─── DATA SUPPLIED
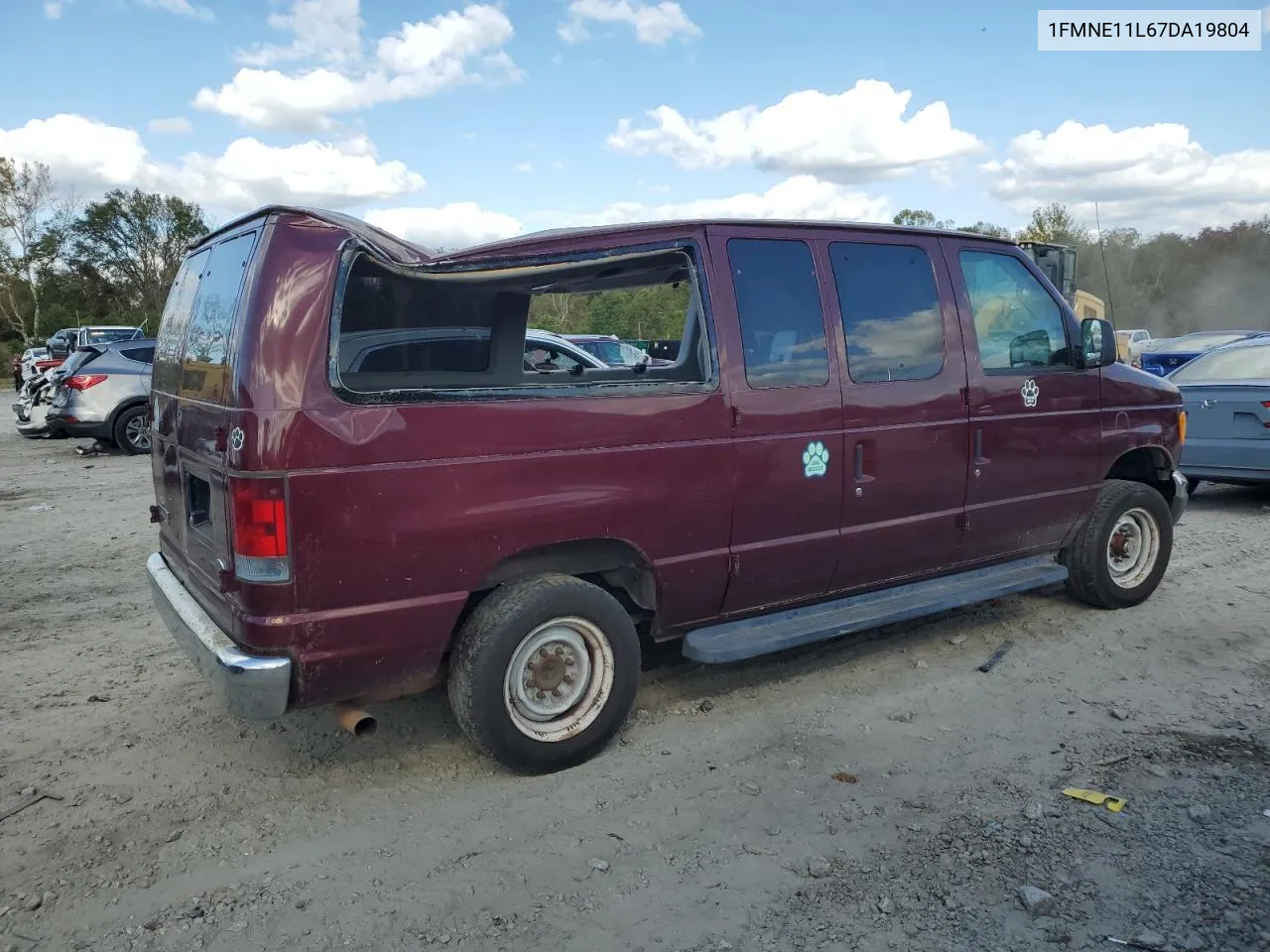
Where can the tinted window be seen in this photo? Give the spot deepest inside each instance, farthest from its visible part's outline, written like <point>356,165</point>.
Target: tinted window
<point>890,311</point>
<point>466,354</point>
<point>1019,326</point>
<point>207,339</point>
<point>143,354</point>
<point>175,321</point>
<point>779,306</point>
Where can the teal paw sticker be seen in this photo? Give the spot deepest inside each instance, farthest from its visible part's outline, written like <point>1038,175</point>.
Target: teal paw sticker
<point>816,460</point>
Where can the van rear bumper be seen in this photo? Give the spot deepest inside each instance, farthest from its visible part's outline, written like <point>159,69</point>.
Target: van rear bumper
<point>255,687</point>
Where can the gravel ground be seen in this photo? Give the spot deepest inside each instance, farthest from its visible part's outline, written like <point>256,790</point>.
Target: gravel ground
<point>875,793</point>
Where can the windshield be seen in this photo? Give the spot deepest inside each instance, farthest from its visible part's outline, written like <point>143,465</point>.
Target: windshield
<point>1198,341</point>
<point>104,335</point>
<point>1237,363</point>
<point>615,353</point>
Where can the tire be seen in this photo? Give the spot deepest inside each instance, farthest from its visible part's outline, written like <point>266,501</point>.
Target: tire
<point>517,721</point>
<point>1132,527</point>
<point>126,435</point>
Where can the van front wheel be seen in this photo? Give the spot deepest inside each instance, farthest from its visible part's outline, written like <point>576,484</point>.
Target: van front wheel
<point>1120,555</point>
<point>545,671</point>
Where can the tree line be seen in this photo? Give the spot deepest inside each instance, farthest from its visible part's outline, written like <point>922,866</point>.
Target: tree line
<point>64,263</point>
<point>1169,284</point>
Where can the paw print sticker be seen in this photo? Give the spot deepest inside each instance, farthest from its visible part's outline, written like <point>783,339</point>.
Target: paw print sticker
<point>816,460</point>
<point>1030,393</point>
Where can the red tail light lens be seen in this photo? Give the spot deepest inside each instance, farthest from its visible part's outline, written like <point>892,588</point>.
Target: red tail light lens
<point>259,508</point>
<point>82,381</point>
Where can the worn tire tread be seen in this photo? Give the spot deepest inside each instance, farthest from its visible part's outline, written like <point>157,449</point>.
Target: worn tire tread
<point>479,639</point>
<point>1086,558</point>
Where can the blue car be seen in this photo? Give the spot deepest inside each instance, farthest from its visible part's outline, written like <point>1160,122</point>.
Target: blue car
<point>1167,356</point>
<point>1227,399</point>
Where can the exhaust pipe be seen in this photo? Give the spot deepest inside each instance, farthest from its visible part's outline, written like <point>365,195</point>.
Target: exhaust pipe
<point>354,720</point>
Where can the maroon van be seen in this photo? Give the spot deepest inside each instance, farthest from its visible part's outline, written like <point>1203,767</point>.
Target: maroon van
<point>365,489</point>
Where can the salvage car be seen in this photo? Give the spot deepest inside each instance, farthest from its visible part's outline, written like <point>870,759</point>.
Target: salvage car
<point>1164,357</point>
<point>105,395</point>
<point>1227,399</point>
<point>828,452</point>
──────
─── DATA SUPPLIED
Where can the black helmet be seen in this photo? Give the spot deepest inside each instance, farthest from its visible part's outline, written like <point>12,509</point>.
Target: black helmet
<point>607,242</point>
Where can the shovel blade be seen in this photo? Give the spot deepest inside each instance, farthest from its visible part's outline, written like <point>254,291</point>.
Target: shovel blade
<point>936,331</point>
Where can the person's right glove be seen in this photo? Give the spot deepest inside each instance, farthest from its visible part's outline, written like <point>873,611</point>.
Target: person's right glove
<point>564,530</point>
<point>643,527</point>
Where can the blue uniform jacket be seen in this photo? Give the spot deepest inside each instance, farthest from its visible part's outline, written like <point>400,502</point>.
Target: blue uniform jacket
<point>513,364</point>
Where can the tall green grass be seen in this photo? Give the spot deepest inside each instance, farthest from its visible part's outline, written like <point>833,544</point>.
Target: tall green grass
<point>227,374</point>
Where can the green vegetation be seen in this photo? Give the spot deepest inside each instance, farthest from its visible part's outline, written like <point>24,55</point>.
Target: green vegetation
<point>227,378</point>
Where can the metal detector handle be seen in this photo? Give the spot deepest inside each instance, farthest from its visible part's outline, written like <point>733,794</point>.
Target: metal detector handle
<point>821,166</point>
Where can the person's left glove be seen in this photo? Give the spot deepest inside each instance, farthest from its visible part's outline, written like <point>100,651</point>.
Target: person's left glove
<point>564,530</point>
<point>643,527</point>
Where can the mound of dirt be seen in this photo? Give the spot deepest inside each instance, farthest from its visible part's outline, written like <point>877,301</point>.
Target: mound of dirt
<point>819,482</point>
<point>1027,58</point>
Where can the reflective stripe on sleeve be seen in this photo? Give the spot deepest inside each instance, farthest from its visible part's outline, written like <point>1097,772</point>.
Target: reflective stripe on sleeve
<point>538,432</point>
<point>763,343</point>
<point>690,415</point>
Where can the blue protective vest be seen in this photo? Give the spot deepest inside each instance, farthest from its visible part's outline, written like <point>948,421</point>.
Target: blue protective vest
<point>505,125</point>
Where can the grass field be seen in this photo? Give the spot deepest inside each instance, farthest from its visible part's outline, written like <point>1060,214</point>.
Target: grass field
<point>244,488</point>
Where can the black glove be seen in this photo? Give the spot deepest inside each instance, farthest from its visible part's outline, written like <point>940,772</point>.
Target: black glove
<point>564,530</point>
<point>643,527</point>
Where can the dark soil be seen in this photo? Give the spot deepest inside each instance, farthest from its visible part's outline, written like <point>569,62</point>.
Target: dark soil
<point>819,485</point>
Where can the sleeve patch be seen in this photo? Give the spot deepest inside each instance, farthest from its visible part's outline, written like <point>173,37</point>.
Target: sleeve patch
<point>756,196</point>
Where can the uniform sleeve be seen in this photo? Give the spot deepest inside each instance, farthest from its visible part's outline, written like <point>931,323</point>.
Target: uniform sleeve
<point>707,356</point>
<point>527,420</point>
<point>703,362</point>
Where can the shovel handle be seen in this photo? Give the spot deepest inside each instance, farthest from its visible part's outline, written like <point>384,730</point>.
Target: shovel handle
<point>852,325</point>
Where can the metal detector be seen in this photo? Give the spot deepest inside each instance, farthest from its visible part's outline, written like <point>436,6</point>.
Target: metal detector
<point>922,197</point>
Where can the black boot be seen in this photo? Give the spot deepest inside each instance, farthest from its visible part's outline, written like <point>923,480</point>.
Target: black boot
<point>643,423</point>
──────
─── DATA SUPPLIED
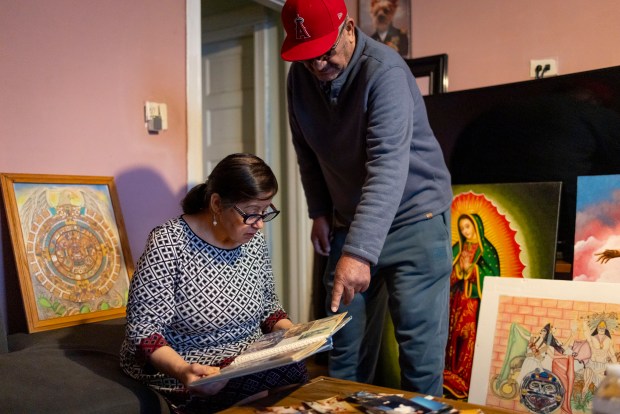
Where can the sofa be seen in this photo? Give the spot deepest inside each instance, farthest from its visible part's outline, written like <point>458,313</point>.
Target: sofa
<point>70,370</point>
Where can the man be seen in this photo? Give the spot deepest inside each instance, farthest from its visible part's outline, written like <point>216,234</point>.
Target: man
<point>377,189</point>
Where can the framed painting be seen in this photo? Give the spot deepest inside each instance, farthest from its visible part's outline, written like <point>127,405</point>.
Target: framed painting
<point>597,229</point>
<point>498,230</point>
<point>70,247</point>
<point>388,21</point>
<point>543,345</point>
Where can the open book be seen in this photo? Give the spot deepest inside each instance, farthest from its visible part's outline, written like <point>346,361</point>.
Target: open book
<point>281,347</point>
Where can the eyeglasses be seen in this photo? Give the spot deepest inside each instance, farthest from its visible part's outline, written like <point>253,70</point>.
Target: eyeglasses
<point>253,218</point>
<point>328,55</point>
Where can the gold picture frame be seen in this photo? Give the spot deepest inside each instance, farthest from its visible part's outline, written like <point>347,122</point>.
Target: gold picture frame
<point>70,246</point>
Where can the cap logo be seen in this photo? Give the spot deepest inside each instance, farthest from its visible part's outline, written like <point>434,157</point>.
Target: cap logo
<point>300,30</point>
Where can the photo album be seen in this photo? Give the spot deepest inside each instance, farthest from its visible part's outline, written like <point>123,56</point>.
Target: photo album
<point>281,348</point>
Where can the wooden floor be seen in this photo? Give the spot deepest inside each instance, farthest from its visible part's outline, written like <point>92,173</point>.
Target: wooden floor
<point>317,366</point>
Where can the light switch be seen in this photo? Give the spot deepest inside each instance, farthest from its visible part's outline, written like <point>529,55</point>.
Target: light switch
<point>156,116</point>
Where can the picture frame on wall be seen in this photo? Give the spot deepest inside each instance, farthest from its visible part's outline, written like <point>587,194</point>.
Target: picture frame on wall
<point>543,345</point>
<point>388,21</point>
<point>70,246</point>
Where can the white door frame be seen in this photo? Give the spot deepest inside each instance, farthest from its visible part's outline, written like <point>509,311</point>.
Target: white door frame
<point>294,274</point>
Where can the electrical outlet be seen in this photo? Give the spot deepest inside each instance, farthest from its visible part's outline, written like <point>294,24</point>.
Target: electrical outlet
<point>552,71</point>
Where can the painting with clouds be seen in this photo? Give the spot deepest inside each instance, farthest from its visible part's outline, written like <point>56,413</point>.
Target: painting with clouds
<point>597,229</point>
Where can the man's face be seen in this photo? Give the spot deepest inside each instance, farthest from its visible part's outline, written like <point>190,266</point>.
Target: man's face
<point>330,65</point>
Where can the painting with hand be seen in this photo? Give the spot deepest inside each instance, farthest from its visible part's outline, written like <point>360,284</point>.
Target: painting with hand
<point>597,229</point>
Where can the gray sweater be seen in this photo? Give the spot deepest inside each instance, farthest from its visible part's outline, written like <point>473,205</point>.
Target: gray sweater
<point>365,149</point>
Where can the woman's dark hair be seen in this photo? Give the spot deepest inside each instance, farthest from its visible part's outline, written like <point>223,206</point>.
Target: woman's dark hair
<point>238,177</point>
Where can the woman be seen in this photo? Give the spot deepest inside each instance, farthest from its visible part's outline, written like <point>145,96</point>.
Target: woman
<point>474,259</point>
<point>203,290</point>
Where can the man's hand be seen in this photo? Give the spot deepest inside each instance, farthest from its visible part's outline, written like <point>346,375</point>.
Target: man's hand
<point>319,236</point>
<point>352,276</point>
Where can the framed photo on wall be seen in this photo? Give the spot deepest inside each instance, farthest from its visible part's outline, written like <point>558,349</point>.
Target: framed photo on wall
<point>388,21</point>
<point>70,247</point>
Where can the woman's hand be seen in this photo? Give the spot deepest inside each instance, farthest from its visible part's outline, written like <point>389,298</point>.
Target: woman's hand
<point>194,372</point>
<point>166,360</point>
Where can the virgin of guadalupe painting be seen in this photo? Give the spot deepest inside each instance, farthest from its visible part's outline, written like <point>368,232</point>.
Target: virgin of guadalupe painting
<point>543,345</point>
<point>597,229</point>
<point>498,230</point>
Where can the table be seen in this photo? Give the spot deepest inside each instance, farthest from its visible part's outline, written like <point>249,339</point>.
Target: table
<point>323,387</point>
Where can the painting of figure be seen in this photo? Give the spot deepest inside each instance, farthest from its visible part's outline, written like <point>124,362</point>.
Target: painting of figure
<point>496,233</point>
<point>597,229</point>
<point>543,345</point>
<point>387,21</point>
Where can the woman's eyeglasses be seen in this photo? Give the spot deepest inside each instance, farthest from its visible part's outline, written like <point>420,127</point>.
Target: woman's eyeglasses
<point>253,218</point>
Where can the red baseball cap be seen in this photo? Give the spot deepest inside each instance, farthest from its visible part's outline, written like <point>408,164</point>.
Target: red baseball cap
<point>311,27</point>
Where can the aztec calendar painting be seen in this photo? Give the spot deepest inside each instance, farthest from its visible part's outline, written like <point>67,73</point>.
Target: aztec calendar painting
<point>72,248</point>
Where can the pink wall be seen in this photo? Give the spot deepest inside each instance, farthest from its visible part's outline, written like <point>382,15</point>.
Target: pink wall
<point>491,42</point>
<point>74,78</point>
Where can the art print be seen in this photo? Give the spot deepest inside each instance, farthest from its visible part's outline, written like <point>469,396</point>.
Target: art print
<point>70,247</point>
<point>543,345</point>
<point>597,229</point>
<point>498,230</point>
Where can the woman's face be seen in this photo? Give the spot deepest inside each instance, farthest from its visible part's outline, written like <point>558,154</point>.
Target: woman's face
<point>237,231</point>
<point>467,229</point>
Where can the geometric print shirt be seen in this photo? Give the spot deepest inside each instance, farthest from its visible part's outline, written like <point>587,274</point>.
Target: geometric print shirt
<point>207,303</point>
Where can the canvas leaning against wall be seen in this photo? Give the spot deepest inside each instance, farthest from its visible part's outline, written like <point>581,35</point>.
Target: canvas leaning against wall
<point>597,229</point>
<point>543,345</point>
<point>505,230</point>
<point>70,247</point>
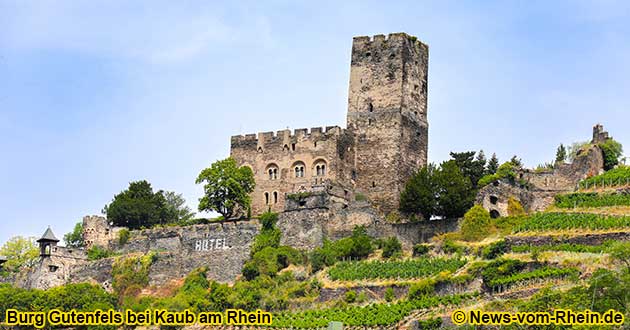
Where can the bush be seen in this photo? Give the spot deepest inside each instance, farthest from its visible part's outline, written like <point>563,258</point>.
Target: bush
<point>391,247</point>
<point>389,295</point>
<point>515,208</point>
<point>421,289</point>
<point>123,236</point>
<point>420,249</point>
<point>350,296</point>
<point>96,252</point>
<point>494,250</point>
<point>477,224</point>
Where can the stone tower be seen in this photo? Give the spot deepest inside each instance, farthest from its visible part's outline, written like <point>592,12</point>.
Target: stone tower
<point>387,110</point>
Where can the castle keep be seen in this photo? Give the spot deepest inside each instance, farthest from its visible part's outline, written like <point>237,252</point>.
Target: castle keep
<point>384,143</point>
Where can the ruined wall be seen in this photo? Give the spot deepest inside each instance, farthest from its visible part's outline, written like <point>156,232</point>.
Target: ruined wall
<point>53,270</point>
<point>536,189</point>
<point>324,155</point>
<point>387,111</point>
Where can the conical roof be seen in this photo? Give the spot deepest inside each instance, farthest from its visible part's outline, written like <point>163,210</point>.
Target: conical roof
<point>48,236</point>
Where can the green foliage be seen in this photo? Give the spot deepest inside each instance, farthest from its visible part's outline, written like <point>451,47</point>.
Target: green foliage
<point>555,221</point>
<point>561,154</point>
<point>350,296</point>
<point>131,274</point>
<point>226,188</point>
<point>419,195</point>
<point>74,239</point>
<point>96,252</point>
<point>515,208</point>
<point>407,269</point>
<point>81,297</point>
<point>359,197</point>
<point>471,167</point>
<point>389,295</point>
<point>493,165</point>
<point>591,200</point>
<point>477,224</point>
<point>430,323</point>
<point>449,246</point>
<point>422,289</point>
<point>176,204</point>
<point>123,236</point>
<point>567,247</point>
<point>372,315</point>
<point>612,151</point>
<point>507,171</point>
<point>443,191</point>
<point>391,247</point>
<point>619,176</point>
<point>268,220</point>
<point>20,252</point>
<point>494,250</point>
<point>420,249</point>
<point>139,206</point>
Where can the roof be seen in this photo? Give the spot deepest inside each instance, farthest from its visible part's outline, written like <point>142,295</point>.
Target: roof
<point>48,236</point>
──────
■ GOAL: Output the lines from the line that contains "Where can the uniform" through the line that contains "<point>703,362</point>" with no changes, and include nothing else.

■ WRITTEN ANSWER:
Where can the uniform sleeve be seen in this photo? Give the spot deepest inside each instance, farthest from its visible part's outline, written like <point>931,323</point>.
Target: uniform sleeve
<point>707,356</point>
<point>527,420</point>
<point>703,362</point>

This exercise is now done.